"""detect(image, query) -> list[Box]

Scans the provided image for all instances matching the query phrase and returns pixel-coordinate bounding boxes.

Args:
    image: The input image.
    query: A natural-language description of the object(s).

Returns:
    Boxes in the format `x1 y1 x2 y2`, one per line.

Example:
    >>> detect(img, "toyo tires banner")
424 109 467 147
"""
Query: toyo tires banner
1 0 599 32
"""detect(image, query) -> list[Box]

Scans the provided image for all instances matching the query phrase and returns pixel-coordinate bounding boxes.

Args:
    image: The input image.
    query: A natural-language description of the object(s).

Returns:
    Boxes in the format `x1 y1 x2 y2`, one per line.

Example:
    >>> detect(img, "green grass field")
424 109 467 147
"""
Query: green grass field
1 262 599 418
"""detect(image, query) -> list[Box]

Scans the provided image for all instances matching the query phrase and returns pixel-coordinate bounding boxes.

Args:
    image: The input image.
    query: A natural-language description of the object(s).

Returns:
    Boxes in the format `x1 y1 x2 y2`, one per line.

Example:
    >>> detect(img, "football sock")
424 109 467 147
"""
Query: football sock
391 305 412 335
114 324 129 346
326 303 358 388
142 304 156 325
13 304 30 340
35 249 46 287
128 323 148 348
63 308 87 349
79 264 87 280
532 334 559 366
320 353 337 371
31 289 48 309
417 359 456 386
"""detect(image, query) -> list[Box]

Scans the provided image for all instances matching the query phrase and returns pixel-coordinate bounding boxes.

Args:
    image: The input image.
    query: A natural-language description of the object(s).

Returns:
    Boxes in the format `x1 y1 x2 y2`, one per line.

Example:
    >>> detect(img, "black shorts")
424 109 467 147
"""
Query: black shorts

•••

* _WORK TO COMPLETE_:
What you need to do is repeat every record above exactly.

* _YOUR SOLUTION_:
"""detect(image, query) -> list[Box]

Scans the provided image for all instances matching the query phrase and returns pixel-coordinate bounding boxes.

Args:
    image: The input image.
    query: A natural-language description of the object(s).

Returns:
    Boxes in the format `x1 y1 x2 y2`, one per line.

Example:
    >>> detect(img, "toyo tires banner")
424 109 467 147
"""
Query: toyo tires banner
1 0 599 32
"""detect(image, query) -> list[Box]

Scans the provided image for all instances matching the query phrase and returns pixel-coordinate bounding boxes.

Args:
    image: The input image.
    query: A natural-language description of the object(s).

Returns:
    Boxes in the format `x1 y1 x2 y2`, one per line.

Example:
    >>> detect(img, "green grass field")
424 109 467 147
"""
Query: green grass field
1 262 599 418
"""detect(image, query) -> list[Box]

Scans the provided image for all instances matching the query phrase and returns pixel-coordinate bounding boxes.

Args:
    image: The input image.
    query: A natural-language description of the object(s).

Returns:
    Boxes in the format `x1 y1 x2 y2`, one per line.

Example:
    >>> detect(img, "football sock")
424 109 467 147
"""
Query: football sock
391 305 412 335
114 324 129 346
326 303 358 388
142 304 156 325
13 304 30 340
35 249 46 287
128 323 148 348
63 308 87 349
79 264 87 280
532 334 559 366
320 353 337 371
31 289 48 309
417 359 456 386
"""detect(image, query) -> list[Box]

Scans the provided image for all instances matching the query phrase and returns pixel-coordinate bounding boxes.

Args:
    image: The input image.
    query: A natural-language description of the object(s).

Returns:
    Boxes in the format `x1 y1 x2 y2`, one per line.

Example:
    >>> detect(img, "black shorts")
424 109 467 147
"""
Query: black shorts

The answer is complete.